Ob Sonntag oder Feiertag - malocht wird immer, "um den Rest der Arbeitskraft auszubeuten", sagt Hauptmann Sutschkow aus dem Lager Dubrow in der Mordawinischen Republik. Manche Männer fallen während der Arbeit tot um. Im nahe gelegenen Birkenwald werden sie dann verscharrt. Eine Zahl auf einem kleinen hölzernen Grabschild ist alles, was an die Zwangsarbeiter erinnert.

Andrej Sinjawskij, der die letzten Jahre seines Lebens in Paris lebte, war einst in den Mordwinischen Wäldern interniert. Er erinnerte sich an einen Greis, den er damals fragte: "Wie lange bist du schon hier, Großvater?" - "Seit 43 Jahren", antwortete der alte Mann. "Dann kennst du also das Sowjetregime so gut wie gar nicht?" "Nein", sagte er, "Gott hat mir hier seine Gnade gegeben."

■ ■ ■

*ANHAND DER INFORMATIONEN*:
#1 Wo lebte Andrej Sinjawskij laut dem Text über die Zwangsarbeiter in den letzten Jahren seines Lebens?
#2 Zitiere bitte aus dem Text über die Zwangsarbeiter wörtlich die Stelle, die mit „Ob Sonntag oder“ beginnt und mit „die Zwangsarbeiter erinnert.“ endet.
Die Einträge stehen in keinem Zusammenhang mit dem Text.

■ ■ ■

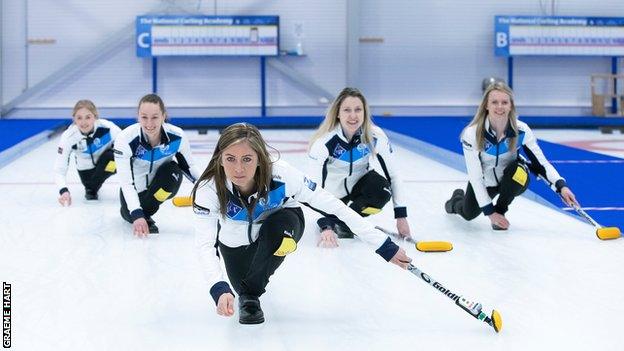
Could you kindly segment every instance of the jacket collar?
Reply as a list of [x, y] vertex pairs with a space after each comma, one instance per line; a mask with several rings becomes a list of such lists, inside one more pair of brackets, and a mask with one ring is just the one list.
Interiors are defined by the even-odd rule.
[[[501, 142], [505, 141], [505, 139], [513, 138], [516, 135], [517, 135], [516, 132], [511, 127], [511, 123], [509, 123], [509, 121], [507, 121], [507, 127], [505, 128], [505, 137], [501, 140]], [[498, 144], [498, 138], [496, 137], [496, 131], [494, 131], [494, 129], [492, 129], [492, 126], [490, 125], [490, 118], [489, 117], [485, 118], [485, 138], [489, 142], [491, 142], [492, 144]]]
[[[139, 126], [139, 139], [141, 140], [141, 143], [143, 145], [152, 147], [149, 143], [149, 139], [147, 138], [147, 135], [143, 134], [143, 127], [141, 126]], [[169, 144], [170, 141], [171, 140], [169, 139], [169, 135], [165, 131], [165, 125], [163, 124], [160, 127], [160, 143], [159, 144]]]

■ ■ ■

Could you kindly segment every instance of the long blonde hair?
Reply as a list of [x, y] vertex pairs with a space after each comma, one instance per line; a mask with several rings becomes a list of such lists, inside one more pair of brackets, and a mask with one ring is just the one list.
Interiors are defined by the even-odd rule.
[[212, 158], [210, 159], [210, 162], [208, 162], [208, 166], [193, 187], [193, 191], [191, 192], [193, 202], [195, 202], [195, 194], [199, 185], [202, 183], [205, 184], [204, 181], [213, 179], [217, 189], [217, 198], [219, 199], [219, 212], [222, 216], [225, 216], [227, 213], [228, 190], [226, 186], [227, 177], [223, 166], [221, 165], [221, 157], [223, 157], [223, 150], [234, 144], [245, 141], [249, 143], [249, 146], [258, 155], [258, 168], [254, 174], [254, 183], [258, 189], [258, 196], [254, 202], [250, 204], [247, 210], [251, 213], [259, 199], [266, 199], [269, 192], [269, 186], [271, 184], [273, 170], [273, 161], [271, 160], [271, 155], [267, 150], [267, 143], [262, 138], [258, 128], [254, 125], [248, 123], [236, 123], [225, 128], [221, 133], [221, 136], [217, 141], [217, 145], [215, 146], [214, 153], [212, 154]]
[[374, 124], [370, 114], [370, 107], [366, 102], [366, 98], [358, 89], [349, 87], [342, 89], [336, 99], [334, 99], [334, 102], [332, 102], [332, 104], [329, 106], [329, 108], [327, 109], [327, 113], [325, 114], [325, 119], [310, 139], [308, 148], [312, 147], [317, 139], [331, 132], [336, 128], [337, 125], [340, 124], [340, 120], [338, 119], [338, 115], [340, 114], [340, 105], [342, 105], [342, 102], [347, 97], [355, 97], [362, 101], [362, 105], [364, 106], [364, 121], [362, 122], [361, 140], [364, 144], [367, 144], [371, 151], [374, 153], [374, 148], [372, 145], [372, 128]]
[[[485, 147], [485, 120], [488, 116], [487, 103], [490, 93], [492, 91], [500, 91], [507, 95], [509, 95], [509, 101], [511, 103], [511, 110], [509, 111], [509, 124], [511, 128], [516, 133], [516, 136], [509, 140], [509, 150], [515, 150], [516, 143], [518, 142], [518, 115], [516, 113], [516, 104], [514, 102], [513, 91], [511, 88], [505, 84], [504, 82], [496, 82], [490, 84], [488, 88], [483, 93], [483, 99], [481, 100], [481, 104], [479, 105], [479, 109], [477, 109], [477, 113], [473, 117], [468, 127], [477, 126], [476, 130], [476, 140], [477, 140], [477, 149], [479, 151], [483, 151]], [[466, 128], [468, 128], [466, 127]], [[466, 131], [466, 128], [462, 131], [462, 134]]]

■ ■ ■

*ERGEBNISSE JE AUFGABE*:
#1 In Paris.

#2
Ob Sonntag oder Feiertag - malocht wird immer, "um den Rest der Arbeitskraft auszubeuten", sagt Hauptmann Sutschkow aus dem Lager Dubrow in der Mordawinischen Republik. Manche Männer fallen während der Arbeit tot um. Im nahe gelegenen Birkenwald werden sie dann verscharrt. Eine Zahl auf einem kleinen hölzernen Grabschild ist alles, was an die Zwangsarbeiter erinnert.